WORK REQUIRED
Return each line of the entries below that contains the string "target". Case counts.

RECORDS TO PROCESS
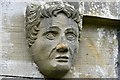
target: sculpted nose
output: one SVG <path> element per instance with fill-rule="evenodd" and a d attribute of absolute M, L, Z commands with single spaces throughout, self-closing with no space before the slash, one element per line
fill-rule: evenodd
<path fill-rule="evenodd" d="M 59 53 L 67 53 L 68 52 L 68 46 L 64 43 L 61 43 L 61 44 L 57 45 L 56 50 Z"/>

---

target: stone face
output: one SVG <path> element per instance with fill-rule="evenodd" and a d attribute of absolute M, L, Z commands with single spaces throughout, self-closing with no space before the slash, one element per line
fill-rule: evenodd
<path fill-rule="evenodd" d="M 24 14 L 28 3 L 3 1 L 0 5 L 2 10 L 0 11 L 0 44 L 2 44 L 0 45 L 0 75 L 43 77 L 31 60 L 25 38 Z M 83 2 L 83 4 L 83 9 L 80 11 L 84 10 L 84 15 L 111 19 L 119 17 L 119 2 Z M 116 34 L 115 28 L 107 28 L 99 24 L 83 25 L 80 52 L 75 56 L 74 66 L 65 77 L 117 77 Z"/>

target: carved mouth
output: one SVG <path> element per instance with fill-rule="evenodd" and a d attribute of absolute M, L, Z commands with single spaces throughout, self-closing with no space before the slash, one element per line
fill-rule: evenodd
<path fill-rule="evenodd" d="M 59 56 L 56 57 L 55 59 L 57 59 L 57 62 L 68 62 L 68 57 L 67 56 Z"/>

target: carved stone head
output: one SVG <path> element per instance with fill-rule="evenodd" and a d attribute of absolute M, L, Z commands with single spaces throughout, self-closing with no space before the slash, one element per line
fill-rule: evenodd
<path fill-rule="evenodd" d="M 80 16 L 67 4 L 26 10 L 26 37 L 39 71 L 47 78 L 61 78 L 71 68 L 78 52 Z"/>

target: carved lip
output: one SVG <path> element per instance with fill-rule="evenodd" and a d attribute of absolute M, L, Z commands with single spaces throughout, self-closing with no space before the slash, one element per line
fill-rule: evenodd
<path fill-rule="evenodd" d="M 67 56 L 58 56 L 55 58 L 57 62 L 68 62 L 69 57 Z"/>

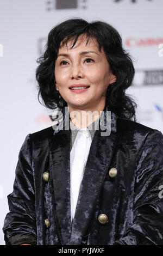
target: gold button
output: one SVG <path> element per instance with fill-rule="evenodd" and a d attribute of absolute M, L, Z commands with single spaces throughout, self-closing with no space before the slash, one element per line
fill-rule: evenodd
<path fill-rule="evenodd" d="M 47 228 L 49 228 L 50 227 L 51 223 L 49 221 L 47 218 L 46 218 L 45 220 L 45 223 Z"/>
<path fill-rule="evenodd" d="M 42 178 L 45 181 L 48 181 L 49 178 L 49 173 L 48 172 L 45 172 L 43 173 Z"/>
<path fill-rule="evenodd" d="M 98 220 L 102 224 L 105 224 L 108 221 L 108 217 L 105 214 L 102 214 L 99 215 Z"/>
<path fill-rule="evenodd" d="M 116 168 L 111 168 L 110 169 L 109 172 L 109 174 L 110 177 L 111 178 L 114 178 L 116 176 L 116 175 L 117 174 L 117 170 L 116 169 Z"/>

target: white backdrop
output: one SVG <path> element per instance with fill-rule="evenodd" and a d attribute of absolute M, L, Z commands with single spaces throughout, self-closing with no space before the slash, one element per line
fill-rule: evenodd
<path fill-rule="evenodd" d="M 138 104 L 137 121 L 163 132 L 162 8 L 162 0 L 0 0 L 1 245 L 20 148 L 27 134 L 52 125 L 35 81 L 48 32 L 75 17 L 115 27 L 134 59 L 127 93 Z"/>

ANSWER TO THE EXERCISE
target: sculpted nose
target: stone face
target: carved mouth
target: carved stone head
target: carved lip
target: gold button
target: white backdrop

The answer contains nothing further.